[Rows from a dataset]
##########
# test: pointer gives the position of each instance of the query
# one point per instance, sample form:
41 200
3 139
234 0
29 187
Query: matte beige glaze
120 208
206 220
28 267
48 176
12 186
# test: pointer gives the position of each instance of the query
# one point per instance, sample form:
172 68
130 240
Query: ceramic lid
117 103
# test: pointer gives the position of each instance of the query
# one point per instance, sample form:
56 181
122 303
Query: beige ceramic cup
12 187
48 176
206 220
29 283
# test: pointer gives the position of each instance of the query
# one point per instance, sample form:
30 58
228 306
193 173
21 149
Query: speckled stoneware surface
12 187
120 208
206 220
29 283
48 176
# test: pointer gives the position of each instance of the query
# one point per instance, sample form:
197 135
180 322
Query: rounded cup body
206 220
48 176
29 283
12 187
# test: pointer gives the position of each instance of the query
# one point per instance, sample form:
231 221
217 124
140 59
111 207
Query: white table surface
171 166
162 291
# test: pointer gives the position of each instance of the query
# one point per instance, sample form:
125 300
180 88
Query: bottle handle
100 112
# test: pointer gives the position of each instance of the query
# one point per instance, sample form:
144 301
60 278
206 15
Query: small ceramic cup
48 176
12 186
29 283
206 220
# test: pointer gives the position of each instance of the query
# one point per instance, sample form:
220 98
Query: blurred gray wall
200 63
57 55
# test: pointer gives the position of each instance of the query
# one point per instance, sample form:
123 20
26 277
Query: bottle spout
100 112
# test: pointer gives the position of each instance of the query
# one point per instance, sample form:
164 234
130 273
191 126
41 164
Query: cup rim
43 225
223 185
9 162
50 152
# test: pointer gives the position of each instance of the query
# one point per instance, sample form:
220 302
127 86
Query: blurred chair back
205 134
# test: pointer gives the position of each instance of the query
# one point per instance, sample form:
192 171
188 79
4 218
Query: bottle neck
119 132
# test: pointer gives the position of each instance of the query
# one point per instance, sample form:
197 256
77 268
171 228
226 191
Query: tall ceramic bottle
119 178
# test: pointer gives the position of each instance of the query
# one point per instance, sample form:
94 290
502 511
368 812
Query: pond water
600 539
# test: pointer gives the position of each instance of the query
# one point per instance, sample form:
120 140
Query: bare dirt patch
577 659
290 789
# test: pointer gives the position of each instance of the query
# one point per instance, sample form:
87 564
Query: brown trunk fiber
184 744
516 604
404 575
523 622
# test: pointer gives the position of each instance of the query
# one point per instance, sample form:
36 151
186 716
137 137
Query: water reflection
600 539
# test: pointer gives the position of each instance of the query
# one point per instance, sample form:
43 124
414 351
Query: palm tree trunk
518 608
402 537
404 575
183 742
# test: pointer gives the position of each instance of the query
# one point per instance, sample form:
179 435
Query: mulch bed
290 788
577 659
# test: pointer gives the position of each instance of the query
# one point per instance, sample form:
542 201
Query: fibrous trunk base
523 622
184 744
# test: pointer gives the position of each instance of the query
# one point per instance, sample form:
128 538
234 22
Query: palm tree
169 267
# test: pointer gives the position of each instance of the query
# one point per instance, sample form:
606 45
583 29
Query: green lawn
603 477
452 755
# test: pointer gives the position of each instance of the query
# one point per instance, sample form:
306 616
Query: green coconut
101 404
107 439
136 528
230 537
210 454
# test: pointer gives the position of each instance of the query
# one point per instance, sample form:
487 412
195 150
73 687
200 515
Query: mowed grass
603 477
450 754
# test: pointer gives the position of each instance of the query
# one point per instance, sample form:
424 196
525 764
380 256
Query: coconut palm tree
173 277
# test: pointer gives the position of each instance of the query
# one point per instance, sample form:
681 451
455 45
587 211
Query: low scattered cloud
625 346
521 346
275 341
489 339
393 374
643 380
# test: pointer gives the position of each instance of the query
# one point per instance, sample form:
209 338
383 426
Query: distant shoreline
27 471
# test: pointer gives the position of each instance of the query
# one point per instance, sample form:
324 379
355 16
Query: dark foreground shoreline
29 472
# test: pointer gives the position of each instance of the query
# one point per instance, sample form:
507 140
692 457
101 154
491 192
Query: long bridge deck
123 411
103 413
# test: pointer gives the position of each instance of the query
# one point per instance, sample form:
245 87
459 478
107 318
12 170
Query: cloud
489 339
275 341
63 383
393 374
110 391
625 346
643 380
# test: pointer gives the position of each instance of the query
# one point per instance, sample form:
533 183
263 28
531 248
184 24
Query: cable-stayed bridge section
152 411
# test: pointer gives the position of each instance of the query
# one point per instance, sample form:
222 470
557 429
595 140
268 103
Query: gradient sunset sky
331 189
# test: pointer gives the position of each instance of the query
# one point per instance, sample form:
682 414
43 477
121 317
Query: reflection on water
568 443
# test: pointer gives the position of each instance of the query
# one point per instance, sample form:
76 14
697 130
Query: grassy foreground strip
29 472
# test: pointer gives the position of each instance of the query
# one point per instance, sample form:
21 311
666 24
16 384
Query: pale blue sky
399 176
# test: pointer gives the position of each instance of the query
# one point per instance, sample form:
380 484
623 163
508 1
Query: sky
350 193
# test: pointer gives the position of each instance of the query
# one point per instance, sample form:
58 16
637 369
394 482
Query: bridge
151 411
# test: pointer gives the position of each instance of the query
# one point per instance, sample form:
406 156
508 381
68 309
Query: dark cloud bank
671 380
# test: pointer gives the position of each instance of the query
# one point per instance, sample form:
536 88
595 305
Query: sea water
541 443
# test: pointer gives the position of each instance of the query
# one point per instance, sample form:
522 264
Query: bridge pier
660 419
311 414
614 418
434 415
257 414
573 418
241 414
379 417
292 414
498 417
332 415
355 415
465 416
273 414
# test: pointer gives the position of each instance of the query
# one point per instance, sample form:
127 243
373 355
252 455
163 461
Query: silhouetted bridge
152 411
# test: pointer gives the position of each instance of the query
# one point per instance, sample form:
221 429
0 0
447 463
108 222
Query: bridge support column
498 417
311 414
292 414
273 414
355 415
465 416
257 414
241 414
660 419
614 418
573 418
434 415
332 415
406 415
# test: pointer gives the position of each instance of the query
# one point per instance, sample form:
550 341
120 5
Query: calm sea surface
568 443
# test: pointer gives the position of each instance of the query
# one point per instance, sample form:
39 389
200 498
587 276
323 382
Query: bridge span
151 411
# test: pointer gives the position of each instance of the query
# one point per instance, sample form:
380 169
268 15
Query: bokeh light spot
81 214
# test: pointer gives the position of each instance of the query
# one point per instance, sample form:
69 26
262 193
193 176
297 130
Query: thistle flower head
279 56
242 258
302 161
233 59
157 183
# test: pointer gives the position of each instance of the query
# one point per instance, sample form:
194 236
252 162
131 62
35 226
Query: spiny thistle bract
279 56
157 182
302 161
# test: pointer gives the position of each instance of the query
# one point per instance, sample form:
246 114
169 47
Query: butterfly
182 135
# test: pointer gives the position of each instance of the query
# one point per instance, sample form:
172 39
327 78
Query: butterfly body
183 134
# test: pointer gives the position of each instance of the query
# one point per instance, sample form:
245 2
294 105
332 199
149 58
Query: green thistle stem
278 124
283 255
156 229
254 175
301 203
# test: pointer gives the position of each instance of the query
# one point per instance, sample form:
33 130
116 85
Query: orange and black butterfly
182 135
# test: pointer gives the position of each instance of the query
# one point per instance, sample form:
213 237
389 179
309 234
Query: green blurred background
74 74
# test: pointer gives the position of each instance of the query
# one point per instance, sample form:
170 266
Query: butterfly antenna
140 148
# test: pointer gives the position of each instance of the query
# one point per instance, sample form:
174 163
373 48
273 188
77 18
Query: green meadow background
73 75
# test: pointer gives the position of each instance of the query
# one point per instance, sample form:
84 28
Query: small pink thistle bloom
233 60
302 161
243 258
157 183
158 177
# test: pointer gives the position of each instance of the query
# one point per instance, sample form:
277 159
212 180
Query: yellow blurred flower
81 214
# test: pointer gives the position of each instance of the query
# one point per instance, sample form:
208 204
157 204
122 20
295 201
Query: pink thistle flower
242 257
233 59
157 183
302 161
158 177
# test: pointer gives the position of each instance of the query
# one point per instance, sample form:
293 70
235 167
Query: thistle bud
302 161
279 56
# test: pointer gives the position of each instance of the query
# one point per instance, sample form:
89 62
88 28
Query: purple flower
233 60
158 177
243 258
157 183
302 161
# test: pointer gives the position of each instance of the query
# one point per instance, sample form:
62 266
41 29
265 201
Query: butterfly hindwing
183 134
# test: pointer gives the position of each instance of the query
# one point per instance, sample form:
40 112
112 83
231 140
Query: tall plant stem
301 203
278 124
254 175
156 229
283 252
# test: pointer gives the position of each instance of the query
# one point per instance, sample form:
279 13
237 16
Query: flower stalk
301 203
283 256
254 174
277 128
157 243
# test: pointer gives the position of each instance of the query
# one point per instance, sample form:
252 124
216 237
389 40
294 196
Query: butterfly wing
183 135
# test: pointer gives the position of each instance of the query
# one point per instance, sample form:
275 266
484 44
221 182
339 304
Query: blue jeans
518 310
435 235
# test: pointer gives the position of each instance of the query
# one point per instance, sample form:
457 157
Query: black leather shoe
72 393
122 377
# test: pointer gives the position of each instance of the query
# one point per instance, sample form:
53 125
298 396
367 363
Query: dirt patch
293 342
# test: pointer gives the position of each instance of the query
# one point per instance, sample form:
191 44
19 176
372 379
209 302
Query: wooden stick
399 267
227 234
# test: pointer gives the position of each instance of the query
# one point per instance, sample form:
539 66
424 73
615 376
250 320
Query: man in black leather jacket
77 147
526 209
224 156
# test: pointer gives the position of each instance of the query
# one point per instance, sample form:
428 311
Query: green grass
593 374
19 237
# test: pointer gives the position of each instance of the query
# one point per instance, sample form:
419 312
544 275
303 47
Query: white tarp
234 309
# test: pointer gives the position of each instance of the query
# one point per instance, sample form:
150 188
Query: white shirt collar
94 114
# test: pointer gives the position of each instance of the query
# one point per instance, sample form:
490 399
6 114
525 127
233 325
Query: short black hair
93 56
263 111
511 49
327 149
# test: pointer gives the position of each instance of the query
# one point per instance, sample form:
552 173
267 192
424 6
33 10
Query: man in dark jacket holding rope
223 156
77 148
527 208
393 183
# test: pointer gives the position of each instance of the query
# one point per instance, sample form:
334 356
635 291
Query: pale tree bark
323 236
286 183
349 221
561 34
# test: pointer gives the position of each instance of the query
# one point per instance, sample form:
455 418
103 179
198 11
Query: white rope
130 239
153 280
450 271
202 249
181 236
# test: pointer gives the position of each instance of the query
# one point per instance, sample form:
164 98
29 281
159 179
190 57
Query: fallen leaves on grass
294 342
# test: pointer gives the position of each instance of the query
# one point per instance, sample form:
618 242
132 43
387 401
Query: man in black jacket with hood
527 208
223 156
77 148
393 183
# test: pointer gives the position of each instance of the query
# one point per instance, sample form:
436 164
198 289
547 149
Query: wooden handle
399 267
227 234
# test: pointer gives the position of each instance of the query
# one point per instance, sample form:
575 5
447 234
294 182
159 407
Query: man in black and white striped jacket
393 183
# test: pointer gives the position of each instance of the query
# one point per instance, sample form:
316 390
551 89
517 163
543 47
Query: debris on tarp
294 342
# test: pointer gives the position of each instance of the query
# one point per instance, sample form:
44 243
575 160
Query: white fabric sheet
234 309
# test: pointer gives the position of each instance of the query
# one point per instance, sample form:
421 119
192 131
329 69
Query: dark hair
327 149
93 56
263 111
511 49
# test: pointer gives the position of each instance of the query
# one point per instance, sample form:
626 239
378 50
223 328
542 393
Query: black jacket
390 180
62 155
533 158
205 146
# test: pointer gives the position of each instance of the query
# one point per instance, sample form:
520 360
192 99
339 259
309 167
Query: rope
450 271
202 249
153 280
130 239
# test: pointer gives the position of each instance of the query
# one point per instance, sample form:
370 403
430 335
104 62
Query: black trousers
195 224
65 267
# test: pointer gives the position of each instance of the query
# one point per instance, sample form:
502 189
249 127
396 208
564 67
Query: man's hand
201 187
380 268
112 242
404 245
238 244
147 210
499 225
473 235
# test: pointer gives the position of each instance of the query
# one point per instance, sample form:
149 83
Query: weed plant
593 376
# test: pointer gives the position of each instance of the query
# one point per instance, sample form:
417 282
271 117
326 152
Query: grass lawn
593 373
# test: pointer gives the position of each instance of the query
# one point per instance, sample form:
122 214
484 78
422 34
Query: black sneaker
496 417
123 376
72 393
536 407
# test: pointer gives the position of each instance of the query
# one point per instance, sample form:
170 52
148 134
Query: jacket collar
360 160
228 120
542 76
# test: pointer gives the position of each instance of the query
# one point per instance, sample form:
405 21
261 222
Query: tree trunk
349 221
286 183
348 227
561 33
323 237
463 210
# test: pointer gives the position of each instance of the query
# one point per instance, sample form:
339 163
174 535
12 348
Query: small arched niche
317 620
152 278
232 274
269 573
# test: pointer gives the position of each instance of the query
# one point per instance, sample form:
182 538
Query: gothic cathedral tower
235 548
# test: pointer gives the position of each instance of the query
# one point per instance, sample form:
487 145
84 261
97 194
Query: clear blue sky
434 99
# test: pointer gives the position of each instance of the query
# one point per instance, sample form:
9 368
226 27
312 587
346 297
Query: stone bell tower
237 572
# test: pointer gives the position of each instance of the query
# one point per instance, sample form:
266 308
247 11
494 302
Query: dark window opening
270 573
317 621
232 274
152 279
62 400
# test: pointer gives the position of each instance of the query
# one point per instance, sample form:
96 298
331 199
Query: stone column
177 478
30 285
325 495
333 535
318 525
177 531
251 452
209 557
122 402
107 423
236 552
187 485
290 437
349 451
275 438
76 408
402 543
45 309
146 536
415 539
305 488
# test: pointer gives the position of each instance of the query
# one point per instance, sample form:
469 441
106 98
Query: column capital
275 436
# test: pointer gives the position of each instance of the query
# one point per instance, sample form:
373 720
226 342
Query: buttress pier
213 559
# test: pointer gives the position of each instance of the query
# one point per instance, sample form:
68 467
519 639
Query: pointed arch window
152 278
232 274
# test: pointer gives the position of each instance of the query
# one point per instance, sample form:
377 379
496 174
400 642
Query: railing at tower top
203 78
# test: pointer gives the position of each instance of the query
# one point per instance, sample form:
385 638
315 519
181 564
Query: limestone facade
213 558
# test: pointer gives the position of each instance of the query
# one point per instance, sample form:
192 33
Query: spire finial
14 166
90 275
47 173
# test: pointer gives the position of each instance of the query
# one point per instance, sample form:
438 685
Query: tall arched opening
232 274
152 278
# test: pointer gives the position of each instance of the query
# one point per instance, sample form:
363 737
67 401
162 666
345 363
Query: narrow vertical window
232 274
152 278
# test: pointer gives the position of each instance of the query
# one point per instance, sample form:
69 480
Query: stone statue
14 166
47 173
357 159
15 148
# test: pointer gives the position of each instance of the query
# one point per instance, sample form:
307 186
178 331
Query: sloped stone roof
##########
Exercise task — Select each line in the material that includes the word "foreground" and copy those lines out, matching the word's case exactly.

Answer to this problem —
Query: dark foreground shoreline
Query: grassy foreground strip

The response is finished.